* [INSTRUCTIONS FOR THE TASK] Make an exact copy of the lines below.
[Begin STORED ROWS]
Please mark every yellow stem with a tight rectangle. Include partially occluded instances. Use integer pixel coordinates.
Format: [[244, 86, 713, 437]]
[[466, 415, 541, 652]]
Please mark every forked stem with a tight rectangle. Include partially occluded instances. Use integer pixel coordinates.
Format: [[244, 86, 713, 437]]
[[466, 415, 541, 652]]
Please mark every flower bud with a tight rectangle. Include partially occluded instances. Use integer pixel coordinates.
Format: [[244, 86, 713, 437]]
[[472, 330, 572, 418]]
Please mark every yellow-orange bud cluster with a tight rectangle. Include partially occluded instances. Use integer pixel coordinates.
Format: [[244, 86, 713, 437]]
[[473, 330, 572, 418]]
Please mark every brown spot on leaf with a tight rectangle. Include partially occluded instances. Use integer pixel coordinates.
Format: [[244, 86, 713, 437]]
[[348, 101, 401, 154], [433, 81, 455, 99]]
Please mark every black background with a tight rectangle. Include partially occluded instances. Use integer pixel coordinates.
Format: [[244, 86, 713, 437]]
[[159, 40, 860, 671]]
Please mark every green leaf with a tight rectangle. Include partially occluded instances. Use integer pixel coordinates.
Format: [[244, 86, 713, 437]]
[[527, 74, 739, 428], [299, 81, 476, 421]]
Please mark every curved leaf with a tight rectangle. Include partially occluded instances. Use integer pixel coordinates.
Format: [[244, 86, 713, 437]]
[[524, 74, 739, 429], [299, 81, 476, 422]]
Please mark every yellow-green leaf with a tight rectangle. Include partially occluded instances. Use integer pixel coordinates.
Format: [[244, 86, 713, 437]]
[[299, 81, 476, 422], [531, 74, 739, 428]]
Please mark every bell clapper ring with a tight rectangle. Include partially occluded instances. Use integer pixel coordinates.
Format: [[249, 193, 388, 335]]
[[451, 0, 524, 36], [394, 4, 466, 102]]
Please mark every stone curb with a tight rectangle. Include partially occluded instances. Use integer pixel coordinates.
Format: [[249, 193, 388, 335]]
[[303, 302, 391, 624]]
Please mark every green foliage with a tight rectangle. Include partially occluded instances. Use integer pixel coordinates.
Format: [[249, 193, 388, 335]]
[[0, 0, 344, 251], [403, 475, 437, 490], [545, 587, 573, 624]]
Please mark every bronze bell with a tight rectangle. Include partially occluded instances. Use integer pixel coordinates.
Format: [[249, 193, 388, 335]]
[End STORED ROWS]
* [EXPECTED ANSWER]
Please mark every yellow stem with a tight rectangle. Include partially occluded instances. Use integer pixel coordinates.
Format: [[244, 86, 713, 437]]
[[466, 415, 541, 652]]
Please mark every forked stem with a tight rectangle. Include partially occluded instances. Use integer pixel coordinates.
Format: [[244, 86, 713, 437]]
[[466, 415, 541, 652]]
Please mark every flower bud with a tight rectangle. Include partially occluded instances. Use integer pixel coordinates.
Format: [[244, 86, 713, 437]]
[[472, 330, 572, 418]]
Please mark every yellow-orange bud cluster with a tight rectangle. Include partially occluded instances. Use integer pixel coordinates.
Format: [[244, 86, 713, 437]]
[[473, 330, 572, 418]]
Please mark every brown spot on leaf with a tight rectangle. Include partially occluded instances. Use integer pixel coordinates.
Format: [[244, 86, 713, 437]]
[[348, 101, 401, 154], [433, 81, 455, 99]]
Please mark every black background with a tight rectangle. Include partially occluded instances. Use integer pixel coordinates.
Format: [[244, 86, 713, 437]]
[[159, 40, 860, 671]]
Please mark every green leaf with a tight rectangle. Include partially occluded instances. Use integer pixel coordinates.
Format: [[244, 86, 713, 437]]
[[527, 74, 739, 428], [299, 81, 476, 421]]
Please mark every curved leaf with a tight rectangle. Include partially occluded instances. Use integer pixel coordinates.
Format: [[244, 86, 713, 437]]
[[524, 74, 739, 429], [299, 81, 476, 422]]
Please mark every yellow-green leaf with a tight rectangle. Include partially occluded instances. Use integer pixel coordinates.
Format: [[244, 86, 713, 437]]
[[299, 81, 476, 422], [531, 74, 739, 428]]
Please mark every bell clapper ring with a tight rectangle. Include partially occluded instances. Use integer pixel coordinates.
Format: [[249, 193, 388, 335]]
[[451, 0, 524, 36], [394, 4, 466, 102]]
Please mark every stone curb with a tight rectangle. Include partially occluded instances. Use integer pixel coordinates.
Format: [[249, 193, 388, 335]]
[[303, 302, 391, 624]]
Please mark every green foliage with a tight rectangle. Include partially occluded instances. Use integer pixel coordinates.
Format: [[249, 193, 388, 335]]
[[0, 0, 344, 251], [403, 475, 437, 490], [545, 587, 573, 624]]
Please mark every bronze bell with a tight rectangle. Include partially occluded instances. Use integer pixel coordinates.
Format: [[249, 193, 388, 335]]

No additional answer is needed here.